■ What to produce:
Pick out every line in the items below that contains the string "jeans" and copy each of those lines in full. Letter case matters.

________________

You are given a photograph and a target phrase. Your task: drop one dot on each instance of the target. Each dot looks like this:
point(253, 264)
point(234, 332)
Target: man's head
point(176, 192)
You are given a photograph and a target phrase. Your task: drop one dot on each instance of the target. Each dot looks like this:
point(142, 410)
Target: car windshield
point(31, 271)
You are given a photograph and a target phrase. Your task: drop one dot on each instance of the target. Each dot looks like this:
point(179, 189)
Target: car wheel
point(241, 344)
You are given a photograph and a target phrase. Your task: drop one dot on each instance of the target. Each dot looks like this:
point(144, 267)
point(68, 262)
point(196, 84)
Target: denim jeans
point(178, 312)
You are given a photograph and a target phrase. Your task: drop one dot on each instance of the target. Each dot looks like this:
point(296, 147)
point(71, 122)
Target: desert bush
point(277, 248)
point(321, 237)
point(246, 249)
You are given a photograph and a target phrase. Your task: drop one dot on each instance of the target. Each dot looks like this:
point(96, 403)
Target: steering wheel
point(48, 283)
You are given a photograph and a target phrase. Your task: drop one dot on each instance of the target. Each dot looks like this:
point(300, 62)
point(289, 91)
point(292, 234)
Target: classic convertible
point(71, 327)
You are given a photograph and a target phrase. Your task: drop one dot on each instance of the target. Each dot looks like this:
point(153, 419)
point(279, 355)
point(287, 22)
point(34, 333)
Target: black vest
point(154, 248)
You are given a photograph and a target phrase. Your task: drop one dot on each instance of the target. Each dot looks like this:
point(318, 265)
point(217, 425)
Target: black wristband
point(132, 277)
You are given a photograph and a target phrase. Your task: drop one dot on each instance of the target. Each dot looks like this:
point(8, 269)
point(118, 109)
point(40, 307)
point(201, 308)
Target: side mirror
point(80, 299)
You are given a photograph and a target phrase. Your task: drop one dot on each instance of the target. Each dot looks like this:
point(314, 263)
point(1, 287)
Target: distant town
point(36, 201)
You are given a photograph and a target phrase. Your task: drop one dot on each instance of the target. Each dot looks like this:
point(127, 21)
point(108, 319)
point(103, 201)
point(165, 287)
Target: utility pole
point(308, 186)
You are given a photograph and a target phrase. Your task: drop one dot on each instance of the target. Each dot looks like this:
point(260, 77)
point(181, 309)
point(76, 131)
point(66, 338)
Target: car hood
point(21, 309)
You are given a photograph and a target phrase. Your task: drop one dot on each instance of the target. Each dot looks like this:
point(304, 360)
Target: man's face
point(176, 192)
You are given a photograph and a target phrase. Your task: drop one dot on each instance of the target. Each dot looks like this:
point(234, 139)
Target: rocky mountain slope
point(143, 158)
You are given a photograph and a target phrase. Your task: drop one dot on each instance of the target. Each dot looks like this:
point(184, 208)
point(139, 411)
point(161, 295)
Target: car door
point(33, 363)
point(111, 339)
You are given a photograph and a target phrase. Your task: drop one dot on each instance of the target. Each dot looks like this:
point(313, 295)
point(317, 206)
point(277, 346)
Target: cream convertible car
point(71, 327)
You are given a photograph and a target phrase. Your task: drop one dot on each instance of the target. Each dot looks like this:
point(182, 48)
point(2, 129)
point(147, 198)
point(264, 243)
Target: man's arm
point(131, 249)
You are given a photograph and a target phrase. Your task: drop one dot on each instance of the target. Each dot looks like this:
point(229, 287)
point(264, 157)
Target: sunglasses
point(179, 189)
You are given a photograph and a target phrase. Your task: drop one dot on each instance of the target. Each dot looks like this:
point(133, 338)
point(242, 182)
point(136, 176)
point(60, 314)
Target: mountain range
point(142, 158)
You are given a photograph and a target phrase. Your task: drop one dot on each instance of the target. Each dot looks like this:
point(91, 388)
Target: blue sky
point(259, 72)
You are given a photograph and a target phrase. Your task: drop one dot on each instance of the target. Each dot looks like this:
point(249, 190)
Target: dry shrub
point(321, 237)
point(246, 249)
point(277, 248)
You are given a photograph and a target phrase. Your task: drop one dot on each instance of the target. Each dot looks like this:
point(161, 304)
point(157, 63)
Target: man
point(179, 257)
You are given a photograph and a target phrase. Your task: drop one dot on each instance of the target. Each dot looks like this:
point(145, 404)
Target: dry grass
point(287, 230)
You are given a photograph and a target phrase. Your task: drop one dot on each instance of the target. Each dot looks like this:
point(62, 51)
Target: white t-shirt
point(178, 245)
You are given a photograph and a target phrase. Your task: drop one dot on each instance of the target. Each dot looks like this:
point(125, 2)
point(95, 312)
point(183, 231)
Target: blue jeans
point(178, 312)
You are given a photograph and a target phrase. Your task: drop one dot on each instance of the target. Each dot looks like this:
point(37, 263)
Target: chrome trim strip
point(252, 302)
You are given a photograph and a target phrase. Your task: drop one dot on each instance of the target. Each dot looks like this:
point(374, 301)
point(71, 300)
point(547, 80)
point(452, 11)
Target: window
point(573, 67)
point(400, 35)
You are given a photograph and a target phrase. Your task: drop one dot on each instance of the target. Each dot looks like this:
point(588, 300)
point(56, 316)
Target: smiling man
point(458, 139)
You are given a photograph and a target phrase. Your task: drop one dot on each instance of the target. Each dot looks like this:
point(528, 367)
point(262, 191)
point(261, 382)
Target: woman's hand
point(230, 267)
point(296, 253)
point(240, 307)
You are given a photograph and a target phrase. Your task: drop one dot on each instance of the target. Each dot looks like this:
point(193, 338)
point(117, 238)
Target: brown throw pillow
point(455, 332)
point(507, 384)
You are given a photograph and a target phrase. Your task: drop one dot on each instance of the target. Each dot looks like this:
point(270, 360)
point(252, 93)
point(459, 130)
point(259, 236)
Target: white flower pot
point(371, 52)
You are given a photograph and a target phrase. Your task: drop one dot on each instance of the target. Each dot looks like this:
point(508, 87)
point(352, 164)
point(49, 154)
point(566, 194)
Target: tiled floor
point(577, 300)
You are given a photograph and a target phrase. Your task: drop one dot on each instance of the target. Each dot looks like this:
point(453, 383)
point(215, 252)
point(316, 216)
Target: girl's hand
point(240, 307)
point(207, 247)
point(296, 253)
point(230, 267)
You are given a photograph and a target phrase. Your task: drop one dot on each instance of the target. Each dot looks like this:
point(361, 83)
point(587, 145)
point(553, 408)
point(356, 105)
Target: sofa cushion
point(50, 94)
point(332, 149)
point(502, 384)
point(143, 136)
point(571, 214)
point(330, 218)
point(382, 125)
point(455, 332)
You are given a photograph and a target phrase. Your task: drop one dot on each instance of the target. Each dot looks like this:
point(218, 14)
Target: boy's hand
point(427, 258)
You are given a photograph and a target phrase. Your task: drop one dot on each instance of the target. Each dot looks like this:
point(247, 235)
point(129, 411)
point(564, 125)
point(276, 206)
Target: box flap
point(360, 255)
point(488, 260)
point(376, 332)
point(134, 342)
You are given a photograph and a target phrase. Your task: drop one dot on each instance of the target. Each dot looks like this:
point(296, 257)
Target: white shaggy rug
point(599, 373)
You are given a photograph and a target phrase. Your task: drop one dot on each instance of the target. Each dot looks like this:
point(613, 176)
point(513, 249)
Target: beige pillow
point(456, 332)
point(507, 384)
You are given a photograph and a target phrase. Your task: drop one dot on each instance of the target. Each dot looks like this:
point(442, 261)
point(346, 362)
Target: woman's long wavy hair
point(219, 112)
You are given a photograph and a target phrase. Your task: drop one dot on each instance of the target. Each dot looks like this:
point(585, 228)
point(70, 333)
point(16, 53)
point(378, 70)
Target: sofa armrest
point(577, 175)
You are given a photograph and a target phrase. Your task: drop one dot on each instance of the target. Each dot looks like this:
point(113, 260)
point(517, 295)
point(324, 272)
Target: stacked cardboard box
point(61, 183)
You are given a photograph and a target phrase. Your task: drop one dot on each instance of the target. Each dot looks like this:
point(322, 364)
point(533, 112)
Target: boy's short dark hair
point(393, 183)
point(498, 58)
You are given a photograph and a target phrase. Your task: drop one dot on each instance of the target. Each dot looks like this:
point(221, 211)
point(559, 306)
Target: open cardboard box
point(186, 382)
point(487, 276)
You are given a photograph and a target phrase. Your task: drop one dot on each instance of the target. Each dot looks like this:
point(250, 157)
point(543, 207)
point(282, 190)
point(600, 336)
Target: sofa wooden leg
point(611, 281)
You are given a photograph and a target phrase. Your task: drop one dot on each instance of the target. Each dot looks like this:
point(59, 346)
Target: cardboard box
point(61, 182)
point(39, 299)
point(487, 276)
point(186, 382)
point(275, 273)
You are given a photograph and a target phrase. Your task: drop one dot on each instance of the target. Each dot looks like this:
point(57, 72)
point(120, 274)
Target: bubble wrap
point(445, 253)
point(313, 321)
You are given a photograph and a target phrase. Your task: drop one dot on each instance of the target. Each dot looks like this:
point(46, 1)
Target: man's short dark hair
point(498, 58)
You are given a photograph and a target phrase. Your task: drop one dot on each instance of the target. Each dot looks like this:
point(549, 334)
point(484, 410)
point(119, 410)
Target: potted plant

________________

■ Worked answer:
Target: denim jeans
Target: blue jeans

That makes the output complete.